Task objective:
Print each record below precisely, with every picture left out of the copy.

Spatial localization data:
----------------
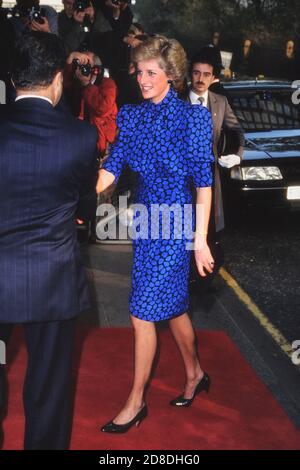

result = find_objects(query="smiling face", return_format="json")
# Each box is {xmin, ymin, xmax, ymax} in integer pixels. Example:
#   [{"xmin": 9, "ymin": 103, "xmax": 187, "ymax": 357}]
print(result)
[
  {"xmin": 191, "ymin": 62, "xmax": 215, "ymax": 95},
  {"xmin": 136, "ymin": 58, "xmax": 171, "ymax": 104}
]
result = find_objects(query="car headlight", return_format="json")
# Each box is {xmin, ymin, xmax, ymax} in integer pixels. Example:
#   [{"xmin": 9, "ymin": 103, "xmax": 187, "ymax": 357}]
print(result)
[
  {"xmin": 241, "ymin": 167, "xmax": 283, "ymax": 181},
  {"xmin": 230, "ymin": 167, "xmax": 242, "ymax": 180}
]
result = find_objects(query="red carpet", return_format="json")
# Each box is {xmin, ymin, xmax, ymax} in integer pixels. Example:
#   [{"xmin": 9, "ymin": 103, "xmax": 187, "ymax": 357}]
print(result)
[{"xmin": 2, "ymin": 327, "xmax": 300, "ymax": 450}]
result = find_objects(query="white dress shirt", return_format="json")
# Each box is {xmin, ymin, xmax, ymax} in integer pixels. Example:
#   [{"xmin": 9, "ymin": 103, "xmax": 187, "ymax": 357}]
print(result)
[
  {"xmin": 189, "ymin": 89, "xmax": 209, "ymax": 108},
  {"xmin": 15, "ymin": 95, "xmax": 53, "ymax": 106}
]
----------------
Solution for this problem:
result = find_objects(query="smiling face", return_format="json")
# Each box is {xmin, ymin, xmax, ymax} in integer pixels. Example:
#   [{"xmin": 9, "ymin": 103, "xmax": 187, "ymax": 357}]
print(result)
[
  {"xmin": 191, "ymin": 62, "xmax": 215, "ymax": 95},
  {"xmin": 136, "ymin": 58, "xmax": 171, "ymax": 104}
]
result = find_objects(query="car headlight", return_format="json")
# Each box is {xmin, ymin, xmax, ymax} in integer pixels. Example:
#   [{"xmin": 9, "ymin": 103, "xmax": 187, "ymax": 357}]
print(result)
[
  {"xmin": 241, "ymin": 167, "xmax": 283, "ymax": 181},
  {"xmin": 230, "ymin": 167, "xmax": 242, "ymax": 180}
]
result = find_objects(query="red carpet", return_format="json")
# Each box is {xmin, ymin, xmax, ymax} in integer pixels. Example:
#   [{"xmin": 9, "ymin": 103, "xmax": 187, "ymax": 357}]
print(result)
[{"xmin": 2, "ymin": 327, "xmax": 300, "ymax": 450}]
result = find_objects(query="white dress shirt", return_format="json")
# Each box is {xmin, ymin, xmax, ymax} in integer pixels. Example:
#   [{"xmin": 9, "ymin": 103, "xmax": 187, "ymax": 357}]
print(result)
[
  {"xmin": 189, "ymin": 89, "xmax": 209, "ymax": 108},
  {"xmin": 15, "ymin": 95, "xmax": 53, "ymax": 106}
]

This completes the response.